» What you have to do: Render the records below as a JSON list of strings, with one string for each line and blank lines omitted.

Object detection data
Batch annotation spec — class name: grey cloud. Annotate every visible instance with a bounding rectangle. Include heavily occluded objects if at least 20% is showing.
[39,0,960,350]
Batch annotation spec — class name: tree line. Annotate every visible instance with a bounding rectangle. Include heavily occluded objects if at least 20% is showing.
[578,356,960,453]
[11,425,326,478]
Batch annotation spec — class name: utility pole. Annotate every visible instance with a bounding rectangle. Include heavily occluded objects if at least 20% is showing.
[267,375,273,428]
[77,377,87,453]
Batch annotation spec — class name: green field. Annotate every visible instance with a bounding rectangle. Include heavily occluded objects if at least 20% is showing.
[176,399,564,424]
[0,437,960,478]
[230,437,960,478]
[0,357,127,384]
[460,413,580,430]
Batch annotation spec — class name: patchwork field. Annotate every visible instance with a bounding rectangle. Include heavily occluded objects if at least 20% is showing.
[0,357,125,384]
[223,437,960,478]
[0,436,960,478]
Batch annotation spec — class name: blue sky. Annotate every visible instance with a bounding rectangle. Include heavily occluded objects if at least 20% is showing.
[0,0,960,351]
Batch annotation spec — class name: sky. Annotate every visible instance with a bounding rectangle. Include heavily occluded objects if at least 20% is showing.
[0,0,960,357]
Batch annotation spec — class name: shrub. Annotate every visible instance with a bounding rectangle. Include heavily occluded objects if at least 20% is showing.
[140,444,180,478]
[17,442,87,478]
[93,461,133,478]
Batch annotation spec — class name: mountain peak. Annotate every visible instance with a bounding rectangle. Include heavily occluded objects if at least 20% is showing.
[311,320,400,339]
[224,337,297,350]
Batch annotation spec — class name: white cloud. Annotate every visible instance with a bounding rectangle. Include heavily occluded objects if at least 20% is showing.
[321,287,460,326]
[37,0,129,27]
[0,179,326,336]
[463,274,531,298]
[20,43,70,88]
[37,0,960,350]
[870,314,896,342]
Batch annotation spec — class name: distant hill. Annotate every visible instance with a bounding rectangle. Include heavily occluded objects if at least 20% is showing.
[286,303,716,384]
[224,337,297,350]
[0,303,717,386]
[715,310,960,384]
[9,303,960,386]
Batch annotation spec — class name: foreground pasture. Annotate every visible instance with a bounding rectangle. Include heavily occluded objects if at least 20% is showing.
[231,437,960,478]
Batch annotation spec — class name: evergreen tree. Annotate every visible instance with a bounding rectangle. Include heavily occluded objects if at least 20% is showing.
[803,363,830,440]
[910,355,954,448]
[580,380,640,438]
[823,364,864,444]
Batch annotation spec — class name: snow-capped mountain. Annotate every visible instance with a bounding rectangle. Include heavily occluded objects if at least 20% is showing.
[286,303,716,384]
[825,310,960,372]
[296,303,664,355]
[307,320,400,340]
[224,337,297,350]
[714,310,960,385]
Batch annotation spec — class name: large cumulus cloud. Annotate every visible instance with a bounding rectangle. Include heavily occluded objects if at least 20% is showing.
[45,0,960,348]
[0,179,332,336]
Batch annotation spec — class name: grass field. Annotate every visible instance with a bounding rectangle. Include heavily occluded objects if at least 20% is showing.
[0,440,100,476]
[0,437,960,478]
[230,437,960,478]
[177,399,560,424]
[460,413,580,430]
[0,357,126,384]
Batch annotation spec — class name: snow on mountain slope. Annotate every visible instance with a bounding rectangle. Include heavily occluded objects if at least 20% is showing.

» Task output:
[
  "Batch annotation spec — class name: grey cloud. Annotate every visible instance with a bounding rectangle. Include heavily occluded objects if at least 20% is showing.",
  "[39,0,960,350]",
  "Batch annotation spec — class name: tree line. Annotate every visible instance with a bounding rectangle. Include heavily occluded objects if at least 20% is showing.",
  "[578,356,960,453]",
  "[11,425,326,478]",
  "Batch annotation spec — class name: utility pole. Annotate every visible instance with a bounding rectangle. Include heavily occluded objects if at least 20% is showing.",
  "[267,375,273,428]",
  "[77,377,87,453]",
  "Batch annotation spec — class name: green field. Annotate every visible instance with a bounding rectangle. Include heavily occluded objects if at least 20% is showing.",
  "[176,399,564,424]",
  "[0,437,960,478]",
  "[230,437,960,478]",
  "[0,357,127,384]",
  "[460,413,580,430]",
  "Batch annotation spec — class name: patchwork field. Annotate every visible instance with a bounding rectangle. Include heavily occluded objects if at least 20% is showing.",
  "[0,357,125,384]",
  "[223,437,960,478]",
  "[0,436,960,478]",
  "Batch annotation spec — class name: blue sky. Annotate every visible instance with a bounding rectangle. Include heavily occluded objects if at least 20% is showing.",
  "[0,0,960,351]",
  "Batch annotation spec — class name: sky. Annotate every visible instance with a bounding rectangle. Include heavily occluded objects if at least 20% is showing.",
  "[0,0,960,357]",
  "Batch annotation spec — class name: shrub. Annotate every visible instance with a bounding rectangle. Include heavily occluded objects if at least 20% is showing.",
  "[140,444,180,478]",
  "[17,442,87,478]",
  "[93,461,133,478]",
  "Batch annotation spec — class name: mountain peak. Annotate every visible instance with a bounding rectangle. Include heavily occluded objects if at least 20% is showing.",
  "[311,320,400,339]",
  "[224,337,297,350]",
  "Batch annotation spec — class name: white cloud. Annotate every visible instance with a bounding rectangle. Include heavily occluded objects if at least 20% is showing.",
  "[321,287,460,326]",
  "[37,0,129,27]",
  "[0,179,326,336]",
  "[463,274,531,298]",
  "[20,43,70,88]",
  "[37,0,960,350]",
  "[870,314,896,342]",
  "Batch annotation spec — class name: distant hill. Annotate every visible instance with a bounding rectangle. Include heavily occluded objects if at least 20% is showing.",
  "[286,303,716,384]",
  "[224,337,297,350]",
  "[0,303,717,386]",
  "[715,310,960,384]",
  "[9,303,960,386]",
  "Batch annotation spec — class name: foreground pasture. Annotate every visible instance with a bounding rectangle. Include heavily occluded objects if at least 20% is showing.",
  "[231,437,960,478]",
  "Batch annotation spec — class name: evergreen tree. Annotate every visible instance with a bounding rectangle. Include heavily occluded objects if at least 20% is showing.",
  "[803,363,830,440]",
  "[910,355,954,448]",
  "[580,380,640,438]",
  "[823,364,864,444]",
  "Batch annotation spec — class name: snow-capped mountain. Annotate every visible instance with a bounding rectangle. Include heavily occluded objects if at least 20% is showing.",
  "[286,303,716,384]",
  "[825,310,960,372]",
  "[296,303,664,355]",
  "[307,320,400,340]",
  "[224,337,297,350]",
  "[714,310,960,385]",
  "Batch annotation spec — class name: large cumulus cloud. Annotate every visible instance with a bounding rectangle. Include heavily occluded objects if at least 20% is showing.",
  "[45,0,960,348]",
  "[0,179,332,336]",
  "Batch annotation spec — class name: grass field. Annotate every visible instance with a bounding rectangle. Include heavily occluded objects if at least 20% is showing.",
  "[0,440,100,476]",
  "[0,437,960,478]",
  "[230,437,960,478]",
  "[177,399,560,424]",
  "[460,413,580,430]",
  "[0,357,126,384]",
  "Batch annotation spec — class name: snow on mountain slope. Annotate every visible instance with a bounding rectangle. Include heavily occluded objects if at least 20% is showing."
]